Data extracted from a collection
········

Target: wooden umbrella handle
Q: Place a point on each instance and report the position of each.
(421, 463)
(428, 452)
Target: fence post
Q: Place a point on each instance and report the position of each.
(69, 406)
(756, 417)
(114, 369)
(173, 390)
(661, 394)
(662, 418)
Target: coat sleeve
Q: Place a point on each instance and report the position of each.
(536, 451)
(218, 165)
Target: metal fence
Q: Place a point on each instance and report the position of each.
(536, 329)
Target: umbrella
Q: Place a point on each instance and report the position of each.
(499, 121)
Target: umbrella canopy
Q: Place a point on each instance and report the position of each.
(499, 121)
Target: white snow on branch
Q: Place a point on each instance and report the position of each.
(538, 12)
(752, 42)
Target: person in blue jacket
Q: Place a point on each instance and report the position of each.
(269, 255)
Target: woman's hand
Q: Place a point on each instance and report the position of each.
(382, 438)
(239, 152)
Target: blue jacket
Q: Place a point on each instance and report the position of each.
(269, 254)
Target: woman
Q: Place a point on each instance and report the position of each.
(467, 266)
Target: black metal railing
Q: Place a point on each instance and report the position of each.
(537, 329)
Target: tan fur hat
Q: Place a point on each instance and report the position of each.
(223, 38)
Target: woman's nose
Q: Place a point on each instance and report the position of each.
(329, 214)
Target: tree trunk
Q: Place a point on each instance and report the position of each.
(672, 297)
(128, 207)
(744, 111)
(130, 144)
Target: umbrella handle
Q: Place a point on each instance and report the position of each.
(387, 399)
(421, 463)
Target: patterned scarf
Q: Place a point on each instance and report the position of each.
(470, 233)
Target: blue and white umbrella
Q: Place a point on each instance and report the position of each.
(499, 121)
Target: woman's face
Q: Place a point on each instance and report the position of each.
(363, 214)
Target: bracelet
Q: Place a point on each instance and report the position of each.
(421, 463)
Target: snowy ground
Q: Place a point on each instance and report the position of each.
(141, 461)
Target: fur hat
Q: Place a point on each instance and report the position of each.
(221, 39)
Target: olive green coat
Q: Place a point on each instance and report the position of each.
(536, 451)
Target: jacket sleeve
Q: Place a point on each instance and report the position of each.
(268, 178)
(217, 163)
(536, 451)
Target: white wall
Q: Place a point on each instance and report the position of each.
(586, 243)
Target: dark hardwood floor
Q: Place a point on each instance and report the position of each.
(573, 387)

········

TASK TO COMPLETE |
Look through the entries above, and wherever a line holds the word "umbrella", copy it.

FINISHED TASK |
Target: wooden umbrella handle
Target: umbrella
Target: umbrella canopy
Target: umbrella handle
Target: blue and white umbrella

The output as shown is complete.